### Arbeitsauftrag
Beantworten Sie anhand des folgenden Textes über Nietzsches „Moral für Ärzte“ diese Fragen:
1. In welchem Jahr und in welchem Werk legte Nietzsche seine Anleitung zur „Moral für Ärzte“ vor?
2. Als was wird der Kranke in dem Zitat bezeichnet, das mit „Der Kranke ist“ beginnt?
3. Welche beiden neuheidnischen Ideologien des 20. Jahrhunderts werden im letzten Absatz genannt?

### Text zur Durchsicht
╔══

Seine Amoral für Ärzte erschien in Hitlers Geburtsjahr

Eine Anleitung zur „Moral für Ärzte“ legte er 1889 in „Götzen-Dämmerung“ vor und formulierte drastische Maßgaben für die Tötung von Kranken: „Der Kranke ist ein Parasit der Gesellschaft. In einem gewissen Zustande ist es unanständig, noch länger zu leben. Das Fortvegetieren in feiger Abhängigkeit von Ärzten und Praktiken, nachdem der Sinn vom Leben, das Recht zum Leben verlorengegangen ist, sollte bei der Gesellschaft eine tiefe Verachtung nach sich ziehen.“

Die Aufgabe der Ärzte bestehe in der Durchführung der Euthanasie: „Eine neue Verantwortlichkeit schaffen, die des Arztes, für alle Fälle, wo das höchste Interesse des Lebens, des aufsteigenden Lebens, das rücksichtsloseste Nieder- und Beiseite-Drängen des entartenden Lebens verlangt — zum Beispiel für das Recht auf Zeugung, für das Recht, geboren zu werden, für das Recht zu leben ...“

Damit ebnet Nietzsche der Ideologie des Nationalsozialismus gedanklich den Weg. Wenn Gott – wie der Philosoph den „tollen Menschen“ verkünden ließ – tot war und der Atheismus triumphierte, dann war jedes Unrecht und auch jede Leugnung des Naturrechts statthaft. Neuheidnische Ideologien wie der Nationalsozialismus und der Kommunismus huldigten im 20. Jahrhundert auf ihre je eigene Weise Friedrich Nietzsches „Willen zur Macht“ und etablierten ihre Version einer konsequent antichristlichen „Herrenmoral“.

╚══

### Erfasste Angaben
╔══

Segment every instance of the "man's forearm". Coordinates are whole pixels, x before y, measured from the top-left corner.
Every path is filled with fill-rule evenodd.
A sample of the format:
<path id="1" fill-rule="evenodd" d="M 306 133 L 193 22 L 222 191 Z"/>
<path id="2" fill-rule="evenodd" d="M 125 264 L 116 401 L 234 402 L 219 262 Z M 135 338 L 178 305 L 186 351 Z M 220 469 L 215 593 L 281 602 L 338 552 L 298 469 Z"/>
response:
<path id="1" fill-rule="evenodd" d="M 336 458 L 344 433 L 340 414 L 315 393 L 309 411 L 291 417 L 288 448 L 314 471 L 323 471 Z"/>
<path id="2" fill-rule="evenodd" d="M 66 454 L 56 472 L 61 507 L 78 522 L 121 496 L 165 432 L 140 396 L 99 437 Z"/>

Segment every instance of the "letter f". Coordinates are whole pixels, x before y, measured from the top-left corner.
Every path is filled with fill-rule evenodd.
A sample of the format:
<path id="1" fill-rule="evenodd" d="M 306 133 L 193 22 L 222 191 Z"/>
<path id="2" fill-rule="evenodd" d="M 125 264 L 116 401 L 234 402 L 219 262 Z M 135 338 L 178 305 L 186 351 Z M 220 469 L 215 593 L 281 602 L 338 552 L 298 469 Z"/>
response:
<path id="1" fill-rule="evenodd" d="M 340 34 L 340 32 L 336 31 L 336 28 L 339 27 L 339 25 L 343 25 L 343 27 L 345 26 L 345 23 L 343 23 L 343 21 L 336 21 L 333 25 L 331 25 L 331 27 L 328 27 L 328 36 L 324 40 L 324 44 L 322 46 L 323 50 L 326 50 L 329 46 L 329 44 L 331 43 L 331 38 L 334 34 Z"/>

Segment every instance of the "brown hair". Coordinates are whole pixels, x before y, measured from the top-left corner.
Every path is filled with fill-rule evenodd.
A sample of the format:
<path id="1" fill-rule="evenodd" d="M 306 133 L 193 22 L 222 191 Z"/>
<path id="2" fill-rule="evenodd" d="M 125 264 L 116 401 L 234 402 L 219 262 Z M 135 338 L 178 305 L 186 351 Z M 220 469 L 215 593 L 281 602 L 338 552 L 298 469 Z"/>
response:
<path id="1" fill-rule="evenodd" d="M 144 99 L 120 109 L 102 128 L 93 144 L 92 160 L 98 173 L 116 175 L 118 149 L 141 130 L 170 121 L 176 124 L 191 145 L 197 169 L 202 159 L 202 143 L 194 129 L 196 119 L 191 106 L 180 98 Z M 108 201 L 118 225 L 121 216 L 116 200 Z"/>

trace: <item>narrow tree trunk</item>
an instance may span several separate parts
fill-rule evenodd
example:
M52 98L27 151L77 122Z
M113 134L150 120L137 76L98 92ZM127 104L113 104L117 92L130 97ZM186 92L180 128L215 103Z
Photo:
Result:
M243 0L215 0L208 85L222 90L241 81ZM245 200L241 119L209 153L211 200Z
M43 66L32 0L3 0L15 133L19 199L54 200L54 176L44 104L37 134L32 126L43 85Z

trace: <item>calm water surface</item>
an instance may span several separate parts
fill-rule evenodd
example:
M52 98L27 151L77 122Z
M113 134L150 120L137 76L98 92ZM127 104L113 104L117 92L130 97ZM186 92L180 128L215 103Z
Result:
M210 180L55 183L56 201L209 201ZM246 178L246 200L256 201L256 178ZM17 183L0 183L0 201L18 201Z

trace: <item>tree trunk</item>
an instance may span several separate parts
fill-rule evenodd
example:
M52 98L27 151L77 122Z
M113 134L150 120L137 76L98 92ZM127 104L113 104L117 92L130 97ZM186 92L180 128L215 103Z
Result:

╚══

### Ergebnis
1. 1889, in „Götzen-Dämmerung“
2. Als Parasit der Gesellschaft
3. Der Nationalsozialismus und der Kommunismus